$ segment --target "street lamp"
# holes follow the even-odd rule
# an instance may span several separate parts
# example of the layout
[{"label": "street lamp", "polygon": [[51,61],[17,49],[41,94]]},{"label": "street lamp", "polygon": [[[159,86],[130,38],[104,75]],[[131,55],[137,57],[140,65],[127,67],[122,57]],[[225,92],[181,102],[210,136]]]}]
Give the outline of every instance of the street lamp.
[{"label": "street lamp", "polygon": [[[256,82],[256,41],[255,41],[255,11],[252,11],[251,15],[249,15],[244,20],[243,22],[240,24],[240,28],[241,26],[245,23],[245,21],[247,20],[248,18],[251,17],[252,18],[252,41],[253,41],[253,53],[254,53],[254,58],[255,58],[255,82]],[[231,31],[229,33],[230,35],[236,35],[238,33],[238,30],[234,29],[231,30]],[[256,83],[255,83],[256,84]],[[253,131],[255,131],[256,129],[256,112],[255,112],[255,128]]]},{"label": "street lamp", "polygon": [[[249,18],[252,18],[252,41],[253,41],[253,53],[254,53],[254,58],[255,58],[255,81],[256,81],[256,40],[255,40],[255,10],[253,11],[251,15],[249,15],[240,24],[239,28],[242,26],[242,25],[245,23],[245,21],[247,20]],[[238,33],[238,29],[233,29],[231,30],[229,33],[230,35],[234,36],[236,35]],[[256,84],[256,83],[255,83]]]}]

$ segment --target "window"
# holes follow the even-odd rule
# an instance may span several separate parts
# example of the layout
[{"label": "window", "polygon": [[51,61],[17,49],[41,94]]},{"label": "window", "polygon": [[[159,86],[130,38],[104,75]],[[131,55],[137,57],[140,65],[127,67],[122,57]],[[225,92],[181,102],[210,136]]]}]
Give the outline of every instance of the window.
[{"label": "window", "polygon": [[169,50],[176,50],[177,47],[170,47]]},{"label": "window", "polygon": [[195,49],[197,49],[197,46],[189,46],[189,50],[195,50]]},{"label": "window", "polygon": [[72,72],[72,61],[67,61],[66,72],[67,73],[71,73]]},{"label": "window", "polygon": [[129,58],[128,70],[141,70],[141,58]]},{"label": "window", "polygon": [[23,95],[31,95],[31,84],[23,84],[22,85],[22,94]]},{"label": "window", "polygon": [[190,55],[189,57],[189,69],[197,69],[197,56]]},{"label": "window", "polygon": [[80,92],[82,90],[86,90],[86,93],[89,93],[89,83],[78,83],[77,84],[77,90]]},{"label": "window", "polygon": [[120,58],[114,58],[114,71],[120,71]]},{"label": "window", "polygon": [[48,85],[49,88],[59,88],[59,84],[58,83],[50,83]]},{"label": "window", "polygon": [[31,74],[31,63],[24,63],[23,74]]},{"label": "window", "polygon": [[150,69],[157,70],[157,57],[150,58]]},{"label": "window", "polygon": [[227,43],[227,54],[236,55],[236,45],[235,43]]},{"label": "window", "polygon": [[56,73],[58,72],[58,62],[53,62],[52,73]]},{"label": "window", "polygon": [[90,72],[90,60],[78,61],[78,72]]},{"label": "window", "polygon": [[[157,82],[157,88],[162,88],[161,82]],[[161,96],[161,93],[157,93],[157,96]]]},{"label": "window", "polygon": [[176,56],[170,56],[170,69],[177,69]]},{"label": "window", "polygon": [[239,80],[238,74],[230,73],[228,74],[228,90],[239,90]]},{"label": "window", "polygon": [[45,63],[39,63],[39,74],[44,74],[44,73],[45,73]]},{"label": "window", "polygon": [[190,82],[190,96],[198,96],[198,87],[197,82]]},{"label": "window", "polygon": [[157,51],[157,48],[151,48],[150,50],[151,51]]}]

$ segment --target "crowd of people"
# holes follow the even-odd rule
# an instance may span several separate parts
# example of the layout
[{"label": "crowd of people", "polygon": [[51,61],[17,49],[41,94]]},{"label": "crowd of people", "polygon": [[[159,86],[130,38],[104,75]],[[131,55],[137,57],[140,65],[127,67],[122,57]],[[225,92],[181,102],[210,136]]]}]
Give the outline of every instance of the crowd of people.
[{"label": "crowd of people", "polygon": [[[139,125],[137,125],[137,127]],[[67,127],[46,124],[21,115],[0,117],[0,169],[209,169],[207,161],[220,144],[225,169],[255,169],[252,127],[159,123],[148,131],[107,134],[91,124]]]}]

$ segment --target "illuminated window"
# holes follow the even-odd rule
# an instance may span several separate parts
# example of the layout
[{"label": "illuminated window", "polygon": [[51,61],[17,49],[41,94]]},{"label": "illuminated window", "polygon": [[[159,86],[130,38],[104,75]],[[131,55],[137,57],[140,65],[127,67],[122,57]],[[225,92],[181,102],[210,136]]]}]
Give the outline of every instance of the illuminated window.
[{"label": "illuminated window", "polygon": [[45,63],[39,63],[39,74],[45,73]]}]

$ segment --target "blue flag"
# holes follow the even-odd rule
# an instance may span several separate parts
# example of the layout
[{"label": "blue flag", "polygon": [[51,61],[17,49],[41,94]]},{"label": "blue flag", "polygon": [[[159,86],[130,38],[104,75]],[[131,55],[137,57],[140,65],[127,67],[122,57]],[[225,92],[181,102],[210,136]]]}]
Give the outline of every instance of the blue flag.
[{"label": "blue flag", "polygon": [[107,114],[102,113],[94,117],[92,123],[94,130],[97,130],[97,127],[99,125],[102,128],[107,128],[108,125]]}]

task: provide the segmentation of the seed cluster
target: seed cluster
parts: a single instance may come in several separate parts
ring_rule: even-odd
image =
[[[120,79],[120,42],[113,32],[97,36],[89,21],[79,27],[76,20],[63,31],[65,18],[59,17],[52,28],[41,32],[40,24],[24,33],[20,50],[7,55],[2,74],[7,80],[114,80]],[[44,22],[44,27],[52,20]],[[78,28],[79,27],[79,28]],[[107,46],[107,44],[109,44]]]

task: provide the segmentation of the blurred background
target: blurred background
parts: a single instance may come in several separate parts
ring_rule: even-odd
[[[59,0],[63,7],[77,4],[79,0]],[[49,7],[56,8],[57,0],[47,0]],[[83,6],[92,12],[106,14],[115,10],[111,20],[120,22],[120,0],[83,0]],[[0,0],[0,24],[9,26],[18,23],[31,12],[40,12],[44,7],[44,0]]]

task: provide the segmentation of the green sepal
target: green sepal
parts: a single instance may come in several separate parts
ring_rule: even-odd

☆ ☆ ☆

**EXERCISE**: Can you reproduce all of the data above, swapping every "outline" for "contour" and leaving everything else untouched?

**COMPLETED EXERCISE**:
$ segment --target "street lamp"
# holes follow the even-odd rule
# an instance may span several separate parts
# example of the layout
[{"label": "street lamp", "polygon": [[51,61],[17,49],[41,94]]},{"label": "street lamp", "polygon": [[[159,86],[130,38],[104,75]],[[131,55],[137,57],[140,65],[127,67],[122,57]],[[225,92],[181,102],[210,136]]]}]
Give the contour of every instance of the street lamp.
[{"label": "street lamp", "polygon": [[[256,82],[256,41],[255,41],[255,11],[252,11],[251,15],[249,15],[244,20],[243,22],[240,24],[240,28],[241,26],[245,23],[245,21],[247,20],[248,18],[251,17],[252,18],[252,41],[253,41],[253,53],[254,53],[254,58],[255,58],[255,82]],[[231,31],[229,33],[230,35],[236,35],[238,33],[238,30],[234,29],[231,30]],[[256,83],[255,83],[256,84]],[[253,131],[255,131],[256,129],[256,112],[255,112],[255,128]]]},{"label": "street lamp", "polygon": [[[249,18],[252,18],[252,41],[253,41],[253,53],[254,53],[254,58],[255,58],[255,81],[256,81],[256,40],[255,40],[255,10],[253,11],[251,15],[249,15],[240,24],[239,28],[242,26],[242,25],[245,23],[245,21],[247,20]],[[238,33],[238,29],[233,29],[231,30],[229,33],[230,35],[234,36],[236,35]],[[256,84],[256,83],[255,83]]]}]

$ segment --target "window"
# holes follow the even-odd rule
# an instance may span several separate parts
# example of the layout
[{"label": "window", "polygon": [[51,61],[17,49],[41,94]]},{"label": "window", "polygon": [[[159,86],[130,38],[104,75]],[[131,55],[137,57],[140,65],[127,67],[122,57]],[[225,92],[181,102],[210,136]]]}]
Give the contour of every instance of the window.
[{"label": "window", "polygon": [[169,50],[176,50],[177,47],[170,47]]},{"label": "window", "polygon": [[195,49],[197,49],[197,46],[189,46],[189,50],[195,50]]},{"label": "window", "polygon": [[72,72],[72,61],[67,61],[66,72],[67,73],[71,73]]},{"label": "window", "polygon": [[129,58],[128,70],[141,70],[141,58]]},{"label": "window", "polygon": [[23,95],[31,95],[31,84],[23,84],[22,85],[22,94]]},{"label": "window", "polygon": [[190,55],[189,57],[189,69],[197,69],[197,56]]},{"label": "window", "polygon": [[80,92],[82,90],[86,90],[86,93],[89,93],[89,83],[78,83],[77,84],[77,90]]},{"label": "window", "polygon": [[120,58],[114,58],[114,71],[120,71]]},{"label": "window", "polygon": [[48,85],[49,88],[59,88],[59,84],[58,83],[50,83]]},{"label": "window", "polygon": [[31,74],[31,63],[24,63],[23,74]]},{"label": "window", "polygon": [[150,69],[157,70],[157,57],[150,58]]},{"label": "window", "polygon": [[227,43],[227,54],[236,55],[236,45],[235,43]]},{"label": "window", "polygon": [[56,73],[58,72],[58,62],[53,62],[52,73]]},{"label": "window", "polygon": [[90,72],[90,60],[78,61],[78,72]]},{"label": "window", "polygon": [[[157,82],[157,88],[162,88],[161,82]],[[161,96],[161,93],[157,93],[157,96]]]},{"label": "window", "polygon": [[176,56],[170,56],[170,69],[177,69]]},{"label": "window", "polygon": [[239,80],[238,74],[230,73],[228,74],[228,90],[239,90]]},{"label": "window", "polygon": [[45,63],[39,63],[39,74],[44,74],[44,73],[45,73]]},{"label": "window", "polygon": [[190,82],[190,96],[198,96],[198,87],[197,82]]},{"label": "window", "polygon": [[157,51],[157,48],[151,48],[150,50],[151,51]]}]

$ segment --target "crowd of people"
# holes follow the even-odd rule
# an instance may span several separate parts
# example of the layout
[{"label": "crowd of people", "polygon": [[51,61],[17,49],[41,94]]},{"label": "crowd of people", "polygon": [[[159,86],[130,38],[104,75]],[[131,55],[137,57],[140,65],[127,67],[122,57]],[[225,92],[181,102],[210,136]]]}]
Give the contour of every instance of the crowd of people.
[{"label": "crowd of people", "polygon": [[[139,125],[137,125],[137,127]],[[67,127],[46,124],[21,115],[0,117],[0,169],[209,169],[207,161],[220,144],[225,169],[255,169],[252,127],[159,123],[148,131],[107,134],[91,124]]]}]

$ segment --target "illuminated window"
# holes follow the even-odd rule
# an instance may span several separate parts
# example of the layout
[{"label": "illuminated window", "polygon": [[51,61],[17,49],[41,94]]},{"label": "illuminated window", "polygon": [[[159,86],[130,38],[104,75]],[[131,55],[137,57],[140,65],[127,67],[122,57]],[[225,92],[181,102],[210,136]]]}]
Give the contour of every instance of the illuminated window.
[{"label": "illuminated window", "polygon": [[45,63],[39,63],[39,74],[45,73]]}]

$ segment --target "blue flag"
# holes follow the even-odd rule
# an instance may span several separate parts
# example of the layout
[{"label": "blue flag", "polygon": [[51,61],[17,49],[41,94]]},{"label": "blue flag", "polygon": [[[159,86],[130,38],[104,75]],[[131,55],[137,57],[140,65],[127,67],[122,57]],[[225,92],[181,102],[210,136]]]}]
Give the contour of every instance of the blue flag.
[{"label": "blue flag", "polygon": [[107,114],[102,113],[94,117],[92,123],[94,130],[97,130],[97,127],[99,125],[102,128],[107,128],[108,125]]}]

task: provide the segmentation of the seed cluster
target: seed cluster
parts: a single instance may come in several separate parts
ring_rule: even-odd
image =
[[[120,79],[120,42],[113,32],[97,36],[89,21],[79,27],[76,20],[63,31],[65,18],[59,17],[52,28],[41,32],[40,24],[24,33],[20,50],[7,55],[2,74],[7,80],[114,80]],[[44,22],[44,27],[52,20]],[[78,28],[79,27],[79,28]],[[107,46],[107,44],[109,44]]]

task: provide the segmentation of the blurred background
target: blurred background
parts: a single instance may come in several separate parts
ring_rule: even-odd
[[[59,0],[63,7],[77,4],[79,0]],[[49,7],[56,8],[57,0],[47,0]],[[83,6],[92,12],[106,14],[115,10],[111,20],[120,22],[120,0],[83,0]],[[0,0],[0,24],[9,26],[18,23],[31,12],[40,12],[44,7],[44,0]]]

task: provide the segmentation of the green sepal
target: green sepal
parts: a single instance may come in several separate parts
ring_rule: even-odd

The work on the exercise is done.